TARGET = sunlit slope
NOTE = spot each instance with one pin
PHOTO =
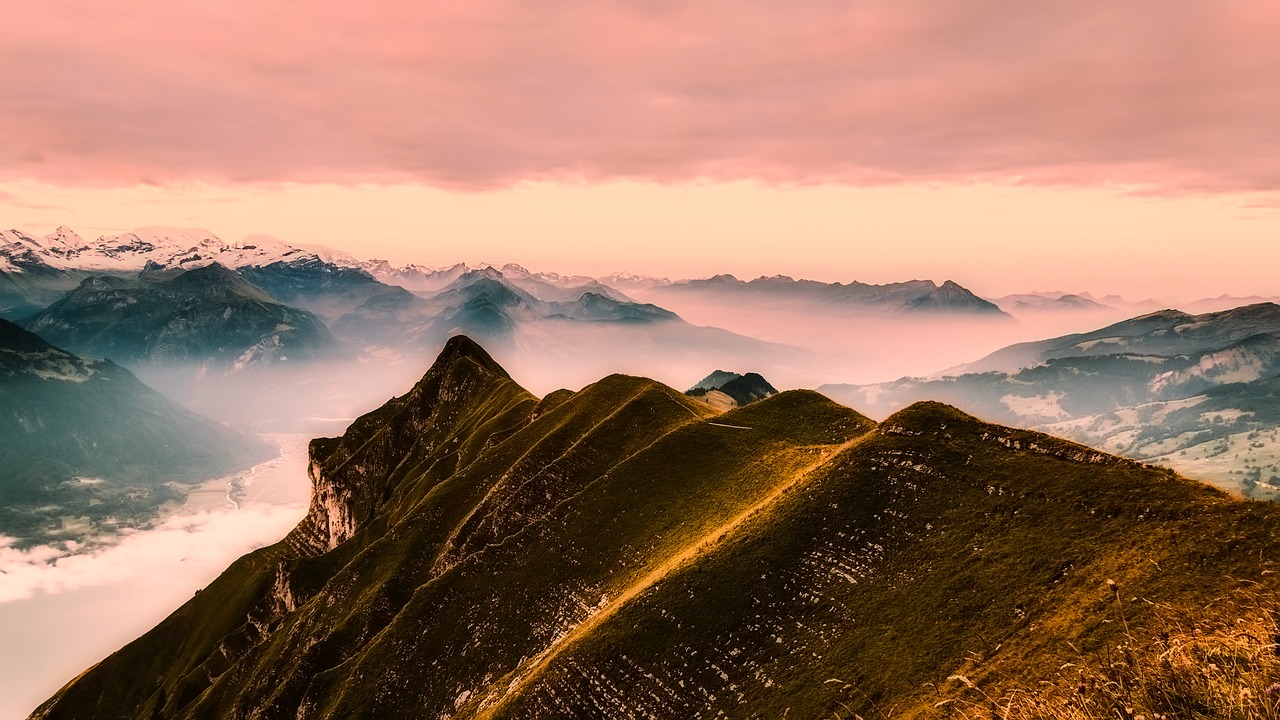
(625, 552)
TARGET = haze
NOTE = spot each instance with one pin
(1115, 147)
(1006, 146)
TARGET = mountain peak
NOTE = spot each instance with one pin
(462, 347)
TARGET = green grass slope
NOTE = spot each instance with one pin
(625, 552)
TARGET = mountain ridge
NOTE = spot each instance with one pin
(624, 551)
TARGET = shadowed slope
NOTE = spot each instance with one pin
(624, 552)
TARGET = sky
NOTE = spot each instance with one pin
(1011, 146)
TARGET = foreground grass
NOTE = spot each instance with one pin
(1216, 661)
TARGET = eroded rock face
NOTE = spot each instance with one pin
(626, 551)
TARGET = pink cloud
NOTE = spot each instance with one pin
(1175, 95)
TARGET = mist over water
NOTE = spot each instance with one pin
(78, 602)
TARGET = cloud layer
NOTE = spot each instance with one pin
(1176, 95)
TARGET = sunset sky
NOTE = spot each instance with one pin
(1092, 145)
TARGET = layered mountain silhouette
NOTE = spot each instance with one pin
(1192, 391)
(85, 440)
(625, 551)
(209, 314)
(912, 297)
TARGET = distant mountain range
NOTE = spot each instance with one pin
(85, 442)
(914, 296)
(1197, 392)
(624, 551)
(205, 315)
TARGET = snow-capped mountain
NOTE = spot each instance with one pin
(132, 251)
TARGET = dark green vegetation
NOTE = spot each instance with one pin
(624, 551)
(205, 315)
(85, 441)
(727, 390)
(1192, 391)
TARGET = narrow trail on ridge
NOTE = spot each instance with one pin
(539, 662)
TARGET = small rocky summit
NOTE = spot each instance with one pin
(725, 390)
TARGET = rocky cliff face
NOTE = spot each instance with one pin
(625, 551)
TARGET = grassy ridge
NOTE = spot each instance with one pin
(625, 552)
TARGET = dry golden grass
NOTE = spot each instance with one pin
(1220, 661)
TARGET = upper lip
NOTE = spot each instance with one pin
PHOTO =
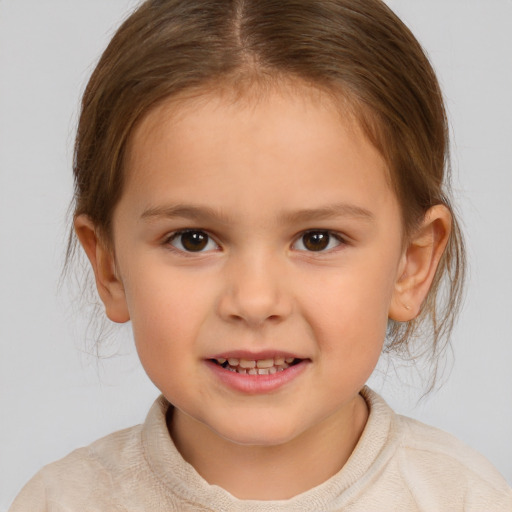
(255, 356)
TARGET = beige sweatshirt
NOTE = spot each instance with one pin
(398, 465)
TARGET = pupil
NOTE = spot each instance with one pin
(316, 240)
(194, 240)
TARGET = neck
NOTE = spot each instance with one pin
(274, 472)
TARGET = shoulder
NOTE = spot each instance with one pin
(425, 468)
(434, 462)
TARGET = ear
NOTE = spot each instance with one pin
(109, 285)
(419, 263)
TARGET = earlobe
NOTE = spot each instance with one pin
(110, 287)
(419, 263)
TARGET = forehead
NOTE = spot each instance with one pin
(291, 145)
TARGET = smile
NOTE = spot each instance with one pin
(255, 374)
(268, 366)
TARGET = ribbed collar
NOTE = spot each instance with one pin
(374, 449)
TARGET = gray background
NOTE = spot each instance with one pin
(55, 397)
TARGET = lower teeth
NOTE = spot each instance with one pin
(257, 371)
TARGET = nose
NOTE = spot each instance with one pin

####################

* _What to do_
Reproduce each entry precisely, dropping only the pictures.

* _Solution for this task_
TARGET = sunlit slope
NOTE = spot each instance with one pin
PHOTO =
(625, 552)
TARGET = haze
NOTE = spot each instance with one pin
(1115, 147)
(1006, 146)
TARGET = mountain peak
NOTE = spot each instance with one pin
(462, 347)
TARGET = green grass slope
NOTE = spot each instance with one pin
(625, 552)
TARGET = mountain ridge
NOTE = spot each instance with one pin
(624, 551)
TARGET = shadowed slope
NOTE = spot each instance with one pin
(624, 552)
TARGET = sky
NOTE = spot each instance with one pin
(1011, 146)
TARGET = foreground grass
NOTE = spot each instance with one pin
(1216, 661)
TARGET = eroded rock face
NOTE = spot each instance with one pin
(626, 551)
TARGET = pink cloud
NOTE = spot each instance with one pin
(1175, 95)
TARGET = mist over water
NOTE = spot each instance with one pin
(78, 602)
TARGET = cloud layer
NOTE = spot each instance with one pin
(1176, 95)
TARGET = sunset sky
NOTE = spot each instance with one pin
(1092, 145)
TARGET = layered mountain silhouette
NOTE = spot each instance with one pin
(1192, 391)
(85, 440)
(625, 551)
(209, 314)
(912, 297)
TARGET = distant mountain range
NOTE = spot each instance with one pin
(85, 442)
(914, 296)
(1197, 392)
(624, 551)
(205, 315)
TARGET = snow-capped mountain
NOTE = spot each instance with one pin
(132, 251)
TARGET = dark green vegetation
NOTE = spot each instance with one pin
(624, 551)
(205, 315)
(85, 441)
(727, 390)
(1192, 391)
TARGET = narrow trail on ridge
NOTE = spot each instance with one pin
(539, 662)
TARGET = small rocky summit
NOTE = spot each instance with one pin
(725, 390)
TARGET = rocky cliff face
NOTE = spot each instance with one pin
(625, 551)
TARGET = grassy ridge
NOTE = spot each instance with one pin
(625, 552)
TARGET = dry golden grass
NOTE = spot each instance with one pin
(1220, 661)
TARGET = upper lip
NOTE = spot each instance with one pin
PHOTO =
(255, 356)
TARGET = beige sweatshirt
NOTE = spot each instance with one pin
(398, 465)
TARGET = pupil
NOTE = spot each instance with one pin
(316, 240)
(194, 240)
TARGET = neck
NOTE = spot each instance with one pin
(274, 472)
TARGET = shoulder
NOTE = spot each instance with one pin
(425, 468)
(434, 462)
TARGET = ear
NOTE = spot each instance with one pin
(109, 285)
(419, 263)
TARGET = earlobe
NOTE = spot each instance with one pin
(110, 287)
(419, 263)
TARGET = forehead
NOTE = spot each instance with one pin
(291, 145)
TARGET = smile
NOTE = spot each instance with one pin
(255, 374)
(268, 366)
TARGET = ribbed collar
NOTE = spot each instance with one pin
(374, 449)
TARGET = gray background
NOTE = spot each instance with one pin
(55, 397)
TARGET = lower teeth
NOTE = spot each instance with one pin
(257, 371)
TARGET = nose
NOTE = spot each instance with one pin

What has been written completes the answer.